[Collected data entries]
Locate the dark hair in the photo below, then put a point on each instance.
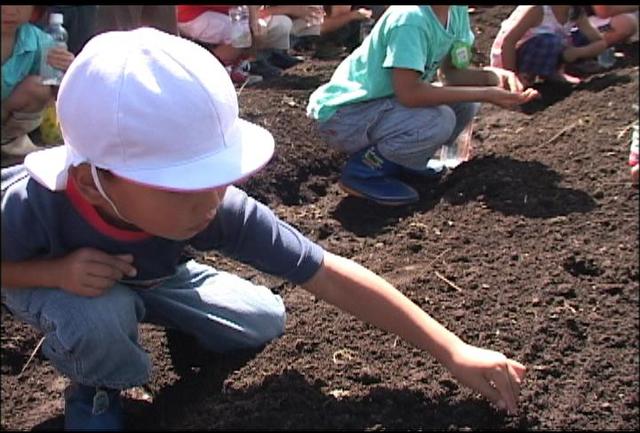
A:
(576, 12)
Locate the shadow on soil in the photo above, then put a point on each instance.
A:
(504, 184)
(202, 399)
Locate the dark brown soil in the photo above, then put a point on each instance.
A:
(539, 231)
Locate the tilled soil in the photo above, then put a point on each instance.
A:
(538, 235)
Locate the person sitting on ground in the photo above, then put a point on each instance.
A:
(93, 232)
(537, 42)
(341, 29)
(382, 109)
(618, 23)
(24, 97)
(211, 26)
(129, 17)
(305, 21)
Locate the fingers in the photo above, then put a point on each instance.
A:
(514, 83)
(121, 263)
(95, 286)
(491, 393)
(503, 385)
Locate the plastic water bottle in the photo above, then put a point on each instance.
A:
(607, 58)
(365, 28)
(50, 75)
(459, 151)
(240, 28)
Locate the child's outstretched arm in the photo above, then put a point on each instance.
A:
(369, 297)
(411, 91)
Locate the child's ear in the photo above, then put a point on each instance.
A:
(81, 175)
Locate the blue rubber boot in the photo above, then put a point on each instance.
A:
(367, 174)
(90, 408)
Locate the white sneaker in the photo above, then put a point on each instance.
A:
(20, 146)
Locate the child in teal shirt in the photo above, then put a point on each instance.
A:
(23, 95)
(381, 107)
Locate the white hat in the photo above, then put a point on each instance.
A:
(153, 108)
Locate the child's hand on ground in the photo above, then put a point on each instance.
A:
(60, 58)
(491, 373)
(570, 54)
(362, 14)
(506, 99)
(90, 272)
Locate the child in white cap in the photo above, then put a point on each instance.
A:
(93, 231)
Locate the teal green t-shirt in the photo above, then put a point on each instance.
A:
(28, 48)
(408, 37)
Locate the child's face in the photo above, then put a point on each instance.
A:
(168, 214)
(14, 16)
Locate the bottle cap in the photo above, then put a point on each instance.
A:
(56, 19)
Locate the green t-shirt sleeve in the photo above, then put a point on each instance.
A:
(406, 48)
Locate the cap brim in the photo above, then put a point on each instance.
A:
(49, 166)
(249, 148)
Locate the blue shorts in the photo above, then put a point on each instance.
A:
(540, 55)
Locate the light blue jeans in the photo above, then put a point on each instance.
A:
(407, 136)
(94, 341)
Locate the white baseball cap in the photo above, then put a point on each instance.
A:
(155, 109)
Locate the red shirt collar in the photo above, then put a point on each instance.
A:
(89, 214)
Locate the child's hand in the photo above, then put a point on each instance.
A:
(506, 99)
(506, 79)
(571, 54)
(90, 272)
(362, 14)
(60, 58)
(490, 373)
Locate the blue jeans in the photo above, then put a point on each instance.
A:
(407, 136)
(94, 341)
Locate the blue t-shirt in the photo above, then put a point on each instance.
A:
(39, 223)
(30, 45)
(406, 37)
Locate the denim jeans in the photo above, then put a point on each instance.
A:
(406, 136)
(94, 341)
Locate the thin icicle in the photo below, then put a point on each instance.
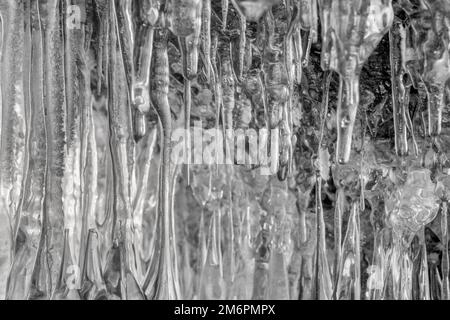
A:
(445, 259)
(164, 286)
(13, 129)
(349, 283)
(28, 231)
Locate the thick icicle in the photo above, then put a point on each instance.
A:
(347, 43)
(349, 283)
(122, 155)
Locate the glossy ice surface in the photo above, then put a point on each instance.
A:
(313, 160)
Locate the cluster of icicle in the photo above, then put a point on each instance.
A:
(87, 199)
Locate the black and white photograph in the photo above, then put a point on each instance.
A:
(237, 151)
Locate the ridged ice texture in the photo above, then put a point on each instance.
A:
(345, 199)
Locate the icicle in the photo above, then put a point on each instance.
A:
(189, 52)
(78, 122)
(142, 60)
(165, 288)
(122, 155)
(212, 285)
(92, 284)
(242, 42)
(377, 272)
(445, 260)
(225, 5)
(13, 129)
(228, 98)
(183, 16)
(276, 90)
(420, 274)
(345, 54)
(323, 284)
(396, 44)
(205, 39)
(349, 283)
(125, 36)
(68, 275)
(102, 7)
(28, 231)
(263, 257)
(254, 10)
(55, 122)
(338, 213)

* * *

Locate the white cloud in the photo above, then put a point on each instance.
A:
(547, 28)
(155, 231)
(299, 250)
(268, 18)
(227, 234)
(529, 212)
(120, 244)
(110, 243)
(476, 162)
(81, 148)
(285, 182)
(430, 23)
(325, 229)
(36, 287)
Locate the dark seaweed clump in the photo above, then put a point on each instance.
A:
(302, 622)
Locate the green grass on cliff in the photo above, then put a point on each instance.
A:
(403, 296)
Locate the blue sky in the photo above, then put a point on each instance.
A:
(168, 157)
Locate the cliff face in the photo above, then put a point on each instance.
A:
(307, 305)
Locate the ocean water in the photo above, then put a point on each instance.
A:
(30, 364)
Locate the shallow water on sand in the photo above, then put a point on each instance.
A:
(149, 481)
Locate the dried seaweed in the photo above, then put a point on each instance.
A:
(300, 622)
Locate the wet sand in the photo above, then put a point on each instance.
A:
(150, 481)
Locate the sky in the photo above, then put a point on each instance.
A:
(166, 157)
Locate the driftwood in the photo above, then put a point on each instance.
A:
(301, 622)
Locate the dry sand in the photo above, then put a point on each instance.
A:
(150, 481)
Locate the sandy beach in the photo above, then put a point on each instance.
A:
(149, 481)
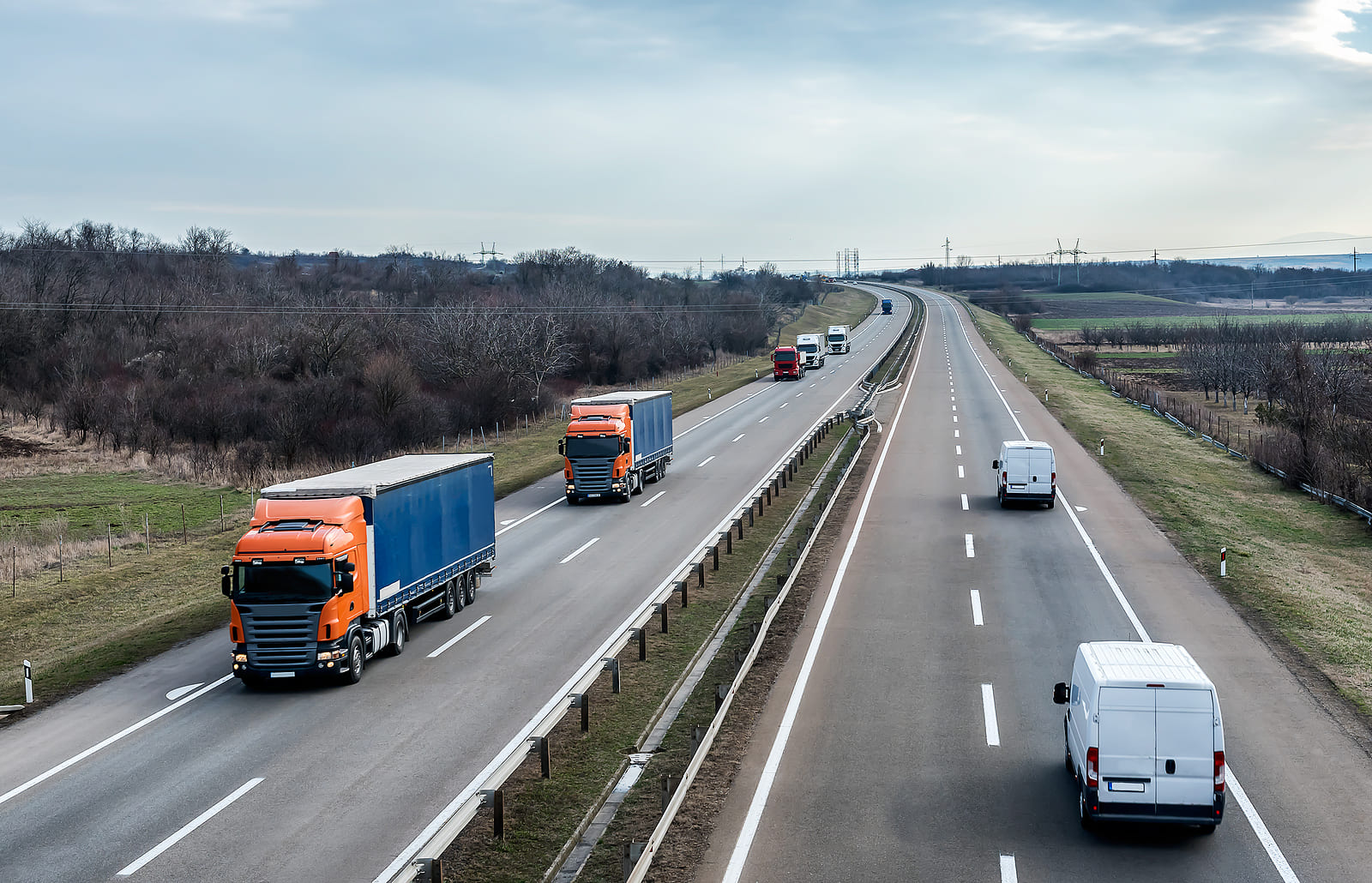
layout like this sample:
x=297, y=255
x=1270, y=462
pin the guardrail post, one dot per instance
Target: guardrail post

● **EXERCISE PROMPT**: Determine how many lines of the records above hold the word "child" and give the number with nothing added.

● **EXERCISE RESPONSE**: 7